• _Exercise_: Copy the following records line for line, changing nothing.

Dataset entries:

━━━━━━━━━━━━━━━━

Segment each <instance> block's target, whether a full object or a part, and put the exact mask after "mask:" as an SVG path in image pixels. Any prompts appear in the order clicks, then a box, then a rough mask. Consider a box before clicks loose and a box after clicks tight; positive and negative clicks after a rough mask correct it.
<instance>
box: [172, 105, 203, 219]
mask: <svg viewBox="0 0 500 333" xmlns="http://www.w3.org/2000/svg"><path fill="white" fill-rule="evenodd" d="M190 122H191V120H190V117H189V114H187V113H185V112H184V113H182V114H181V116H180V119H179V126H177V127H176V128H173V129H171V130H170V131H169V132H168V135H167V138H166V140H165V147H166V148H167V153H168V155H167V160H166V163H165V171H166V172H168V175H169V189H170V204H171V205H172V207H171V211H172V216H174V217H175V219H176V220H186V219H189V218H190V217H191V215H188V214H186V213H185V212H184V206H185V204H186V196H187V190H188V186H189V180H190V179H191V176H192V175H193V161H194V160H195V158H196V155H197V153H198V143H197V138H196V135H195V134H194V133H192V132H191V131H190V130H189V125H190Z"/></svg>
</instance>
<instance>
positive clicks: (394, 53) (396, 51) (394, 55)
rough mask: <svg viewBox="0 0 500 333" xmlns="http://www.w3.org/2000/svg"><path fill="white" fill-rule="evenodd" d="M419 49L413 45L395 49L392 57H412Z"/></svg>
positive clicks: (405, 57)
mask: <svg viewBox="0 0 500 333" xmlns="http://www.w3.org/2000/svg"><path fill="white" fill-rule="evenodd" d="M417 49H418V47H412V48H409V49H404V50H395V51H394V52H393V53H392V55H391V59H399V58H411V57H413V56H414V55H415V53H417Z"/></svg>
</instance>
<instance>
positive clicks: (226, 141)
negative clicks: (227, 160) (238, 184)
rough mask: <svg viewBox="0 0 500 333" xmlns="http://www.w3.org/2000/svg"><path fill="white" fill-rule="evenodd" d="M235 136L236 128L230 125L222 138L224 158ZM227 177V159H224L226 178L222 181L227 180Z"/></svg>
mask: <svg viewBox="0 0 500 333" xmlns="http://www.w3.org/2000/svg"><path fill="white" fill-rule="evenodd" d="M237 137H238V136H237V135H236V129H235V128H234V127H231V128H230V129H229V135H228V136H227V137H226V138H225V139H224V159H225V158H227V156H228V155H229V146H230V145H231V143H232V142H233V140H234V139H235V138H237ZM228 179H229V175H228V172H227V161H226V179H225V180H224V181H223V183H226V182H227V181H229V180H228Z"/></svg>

━━━━━━━━━━━━━━━━

• _Solution for this exercise_:
Segment each <instance> block's target, whether a full object or a part, and put the exact mask after "mask:" as an SVG path in image pixels. Any prompts appear in the order clicks, then a box, then a rough mask. Consider a box before clicks loose and a box after clicks tight; positive and negative clicks after a rough mask correct it.
<instance>
box: [172, 105, 203, 219]
mask: <svg viewBox="0 0 500 333" xmlns="http://www.w3.org/2000/svg"><path fill="white" fill-rule="evenodd" d="M190 122H191V120H190V117H189V114H187V113H185V112H184V113H182V114H181V116H180V119H179V126H177V127H176V128H173V129H171V130H170V131H169V132H168V135H167V138H166V140H165V147H166V148H167V153H168V155H167V160H166V163H165V171H166V172H168V175H169V189H170V204H171V205H172V207H171V211H172V216H174V217H175V219H176V220H186V219H189V218H190V217H191V215H188V214H186V213H185V212H184V206H185V204H186V196H187V190H188V186H189V180H190V179H191V176H192V175H193V161H194V160H195V158H196V155H197V153H198V143H197V138H196V135H195V134H194V133H192V132H191V131H190V130H189V125H190Z"/></svg>
</instance>
<instance>
positive clicks: (394, 53) (396, 51) (394, 55)
rough mask: <svg viewBox="0 0 500 333" xmlns="http://www.w3.org/2000/svg"><path fill="white" fill-rule="evenodd" d="M419 49L413 45L395 49L392 57H412Z"/></svg>
positive clicks: (405, 57)
mask: <svg viewBox="0 0 500 333" xmlns="http://www.w3.org/2000/svg"><path fill="white" fill-rule="evenodd" d="M417 49H418V47H412V48H409V49H404V50H395V51H394V52H393V53H392V55H391V59H399V58H411V57H413V56H414V55H415V53H417Z"/></svg>
</instance>
<instance>
positive clicks: (226, 141)
negative clicks: (227, 160) (238, 184)
rough mask: <svg viewBox="0 0 500 333" xmlns="http://www.w3.org/2000/svg"><path fill="white" fill-rule="evenodd" d="M235 136L236 128L230 125L222 138L224 158ZM227 177V159H224L226 178L222 181L227 180Z"/></svg>
mask: <svg viewBox="0 0 500 333" xmlns="http://www.w3.org/2000/svg"><path fill="white" fill-rule="evenodd" d="M237 137H238V136H237V135H236V129H235V128H234V127H231V128H230V129H229V135H228V136H227V137H226V138H225V139H224V159H225V158H227V156H228V155H229V146H230V145H231V143H232V142H233V140H234V139H235V138H237ZM228 179H229V175H228V172H227V161H226V179H225V180H224V181H223V183H226V182H227V181H229V180H228Z"/></svg>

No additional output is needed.